* _Exercise description_: Can you duplicate the passage of the essay on Church teaching between "If I came to" and "modern people feel.", inclusive?

* _Page_:
Believing in the validity of homosexual unions is an intellectual black hole on other Catholic doctrines. For a Church to teach such doctrines as truths and to guide the faithful into such errors would obviously not be guided by the Holy Spirit. Andrew Sullivan writes passionately about “Leaving the sacraments would be a huge blow to the soul”, but why should he believe that the Churches teaching on sacraments is true. If you can pick up the catechism and not be sure about which doctrines the Church teaches as true then the Gates of Hell have already prevailed on the Church since the time of the Apostles and Church Fathers.
Since I am a convert and did not grow up surrounded by any kind of Catholic culture it is harder for me to understand why those who were seem to know so little about the nature of the Church. Maybe that is not quite true, since I grew up in an extreme atheistic family and culture and later I started to believe in things contrary to that belief system. I did not immediately leave my atheistic beliefs when I started to believe otherwise, yet eventually I had to intellectually leave it. I came into the Church not because I was attracted to it’s rituals and appearance, but because I came to believe that the Church was true. Oh and least I forget – hat tip Holy Spirit.
If I came to believe that one of the items that the Church teaches is grave sin was wrong, I would be outta here. If the church as a whole does not have an infallible teaching authority then it is a headless mystical body rampaging the countryside teaching error. Thankfully I don’t believe that to be true and am confident that until the second coming that the Church will be teaching the same truth regardless of the and how modern people feel.
Andrew Sullivan also writes “the pope just called the love I have for my boyfriend “evil.” While that is strictly not what the document said, the problem is the subjectivity of his statement. Many married people have also talked about the love they had for another person in an adulterous situation. Both cases talk about strong emotional attachments to another person, but it is not love. Love as Thomas Aquinas stated is the willing of good towards another. Neither Homosexual acts or adultery are goods.
I have no desire for Mr. Kerry or Mr. Sullivan to leave the Church, only that they would truly understand what the true nature of the Church is and that they would fall into the arms of Holy Mother Church and her loving teaching authority.

Excerpts from location labeling data
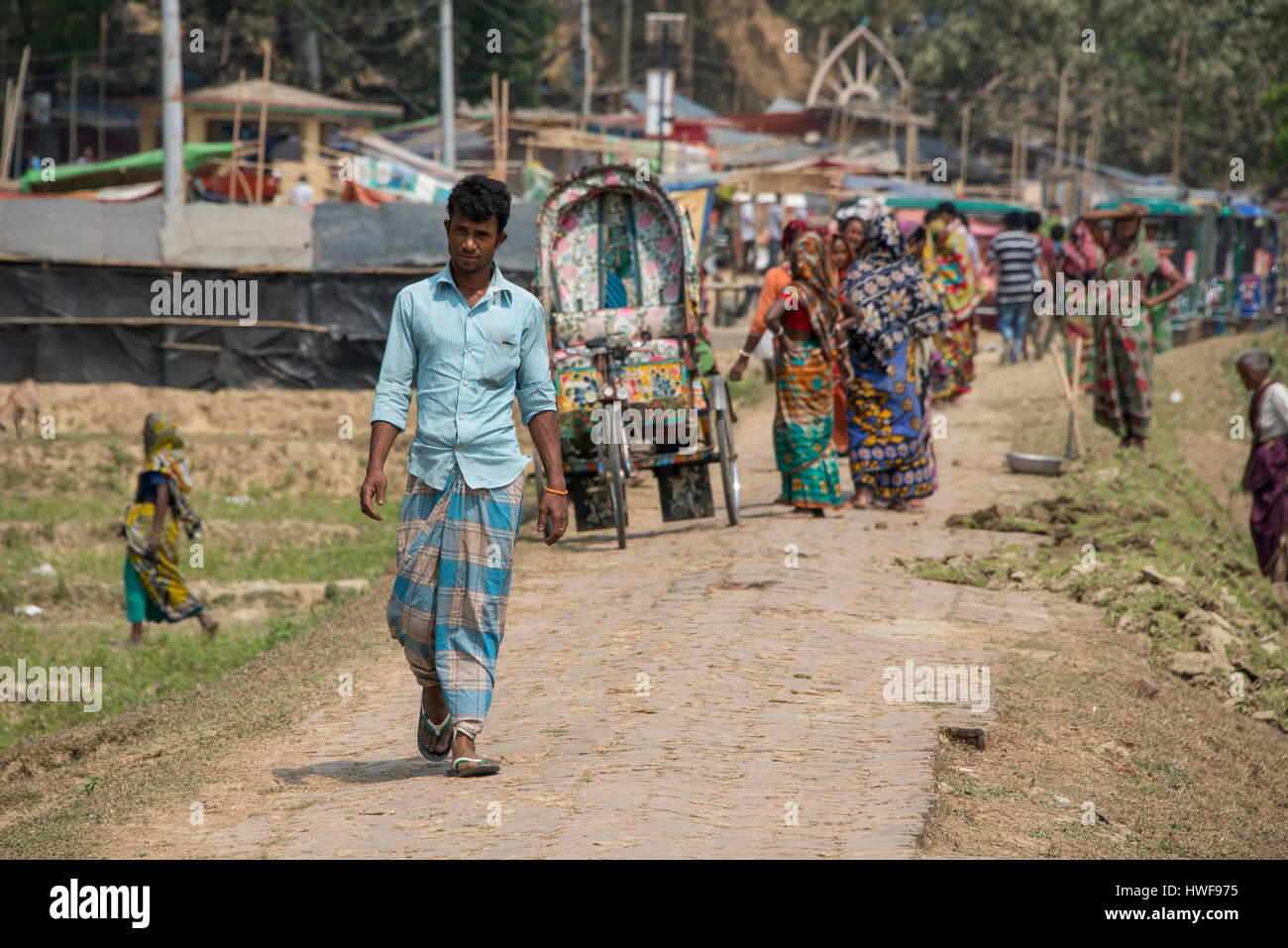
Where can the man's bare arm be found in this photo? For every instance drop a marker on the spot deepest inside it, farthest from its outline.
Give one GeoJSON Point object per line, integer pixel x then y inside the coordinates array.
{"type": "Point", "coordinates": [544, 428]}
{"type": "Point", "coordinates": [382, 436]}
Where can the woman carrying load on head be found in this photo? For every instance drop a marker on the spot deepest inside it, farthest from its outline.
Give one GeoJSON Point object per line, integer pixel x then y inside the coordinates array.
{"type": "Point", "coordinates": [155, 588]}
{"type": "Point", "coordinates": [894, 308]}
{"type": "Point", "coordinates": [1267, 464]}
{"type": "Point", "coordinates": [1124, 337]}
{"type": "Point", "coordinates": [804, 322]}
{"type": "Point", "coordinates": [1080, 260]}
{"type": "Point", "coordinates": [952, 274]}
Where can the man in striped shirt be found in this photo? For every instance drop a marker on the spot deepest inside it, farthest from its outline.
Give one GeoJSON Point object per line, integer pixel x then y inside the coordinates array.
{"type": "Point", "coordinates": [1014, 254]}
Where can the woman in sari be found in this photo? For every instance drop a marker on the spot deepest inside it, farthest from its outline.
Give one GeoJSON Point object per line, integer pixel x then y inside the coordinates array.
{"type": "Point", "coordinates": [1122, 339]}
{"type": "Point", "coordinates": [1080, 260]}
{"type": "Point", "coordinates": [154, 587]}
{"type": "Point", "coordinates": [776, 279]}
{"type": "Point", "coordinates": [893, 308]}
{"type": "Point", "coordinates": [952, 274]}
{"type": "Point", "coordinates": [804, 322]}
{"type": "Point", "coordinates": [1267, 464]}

* _Written response_:
If I came to believe that one of the items that the Church teaches is grave sin was wrong, I would be outta here. If the church as a whole does not have an infallible teaching authority then it is a headless mystical body rampaging the countryside teaching error. Thankfully I don’t believe that to be true and am confident that until the second coming that the Church will be teaching the same truth regardless of the and how modern people feel.